### DATA SUPPLIED

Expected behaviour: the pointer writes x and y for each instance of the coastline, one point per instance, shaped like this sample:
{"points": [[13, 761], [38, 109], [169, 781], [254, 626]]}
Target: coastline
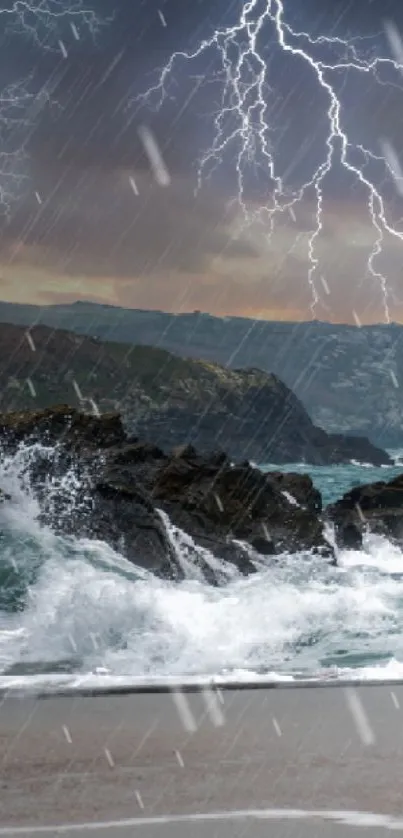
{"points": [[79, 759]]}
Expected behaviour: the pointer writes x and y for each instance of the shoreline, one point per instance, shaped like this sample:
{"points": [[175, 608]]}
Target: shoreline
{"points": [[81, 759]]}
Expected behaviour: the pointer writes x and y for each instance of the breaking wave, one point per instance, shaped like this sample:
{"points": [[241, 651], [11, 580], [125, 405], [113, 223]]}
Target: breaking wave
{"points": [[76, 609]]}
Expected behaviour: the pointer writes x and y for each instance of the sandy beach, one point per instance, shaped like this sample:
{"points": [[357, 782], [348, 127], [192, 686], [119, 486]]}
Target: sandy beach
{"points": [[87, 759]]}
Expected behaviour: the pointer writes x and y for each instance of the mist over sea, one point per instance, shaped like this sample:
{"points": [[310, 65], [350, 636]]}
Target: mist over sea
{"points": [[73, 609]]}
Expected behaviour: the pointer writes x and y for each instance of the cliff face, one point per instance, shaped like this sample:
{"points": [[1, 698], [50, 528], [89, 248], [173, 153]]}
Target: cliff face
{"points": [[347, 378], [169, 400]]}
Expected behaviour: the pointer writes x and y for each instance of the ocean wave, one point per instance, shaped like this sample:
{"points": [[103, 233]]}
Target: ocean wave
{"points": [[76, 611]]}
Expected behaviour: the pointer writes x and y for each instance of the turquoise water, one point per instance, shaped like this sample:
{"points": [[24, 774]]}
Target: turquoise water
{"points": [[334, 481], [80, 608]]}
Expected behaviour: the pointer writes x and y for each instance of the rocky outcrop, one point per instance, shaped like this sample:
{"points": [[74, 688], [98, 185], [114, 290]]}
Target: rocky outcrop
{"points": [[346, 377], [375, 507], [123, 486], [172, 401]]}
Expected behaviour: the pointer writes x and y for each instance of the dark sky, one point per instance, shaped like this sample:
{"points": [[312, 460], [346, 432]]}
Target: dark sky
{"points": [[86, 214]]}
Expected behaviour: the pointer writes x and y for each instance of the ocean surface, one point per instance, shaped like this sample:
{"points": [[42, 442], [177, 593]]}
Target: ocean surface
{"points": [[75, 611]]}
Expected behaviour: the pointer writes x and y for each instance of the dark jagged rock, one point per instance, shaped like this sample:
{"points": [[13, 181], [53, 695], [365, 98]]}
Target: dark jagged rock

######

WRITTEN EXERCISE: Quote each line of the listing exactly, but leave the pictures out.

IN RESPONSE:
Expected behaviour: the pointer writes x and y for each instance of the coastline, one point per instance, shaped like this sample:
{"points": [[13, 761], [38, 109], [169, 781], [254, 626]]}
Target: coastline
{"points": [[79, 759]]}
Expected behaviour: the pointer writes x and y for each instance of the shoreline, one point per instance, shaped like this sample:
{"points": [[175, 608]]}
Target: shoreline
{"points": [[81, 759]]}
Expected behaviour: the pointer writes x and y for each instance of the breaking wave, one point per instance, shaped like this sample:
{"points": [[241, 651], [11, 580], [125, 405], [113, 223]]}
Target: breaking wave
{"points": [[76, 609]]}
Expected behaviour: the pointer writes x and y for each instance of the sandy beach, one point per instance, shaped like this sample:
{"points": [[357, 782], [348, 127], [192, 686], [119, 486]]}
Target: sandy beach
{"points": [[87, 759]]}
Expected behaviour: the pointer writes x and y for each instance of the mist over sea, one point per instance, shaped like this sample:
{"points": [[310, 65], [350, 636]]}
Target: mist over sea
{"points": [[73, 609]]}
Expected behaviour: the pointer writes x and y for each instance of the cliff face, one point per instance, shaped like this sample:
{"points": [[1, 698], [50, 528], [89, 248], [173, 153]]}
Target: cliff face
{"points": [[347, 378], [169, 400]]}
Expected behaviour: the pointer writes x and y for each instance of the ocean wave, one point per instance, shaped like this sample:
{"points": [[103, 233]]}
Target: ocean wave
{"points": [[76, 611]]}
Expected behaviour: the pointer writes x and y for each instance of the turquoise water, one point per instance, shaped like this sample:
{"points": [[24, 774]]}
Target: turquoise water
{"points": [[334, 481], [80, 608]]}
Expected behaviour: the pointer writes x and y for each instance of the rocky outcrop, one point per instance, shaped like this sample:
{"points": [[74, 688], [98, 185], [114, 290]]}
Target: rocky outcrop
{"points": [[346, 377], [375, 507], [123, 486], [172, 401]]}
Expected behaviour: the pointer writes x and y for each instance of the dark sky, one point per instance, shaped like this sample:
{"points": [[312, 460], [346, 432]]}
Target: dark sky
{"points": [[86, 214]]}
Expected behaviour: the pointer writes x and y for each instance of the ocean surface, one point per instance, shaped like this sample:
{"points": [[42, 442], [177, 593]]}
Target: ocean surface
{"points": [[75, 611]]}
Expected behaviour: the pointer writes x and y for each instance of the dark jagged rock, one point per instance, shaped like this sample:
{"points": [[13, 181], [53, 695], [365, 98]]}
Target: dark jagged rock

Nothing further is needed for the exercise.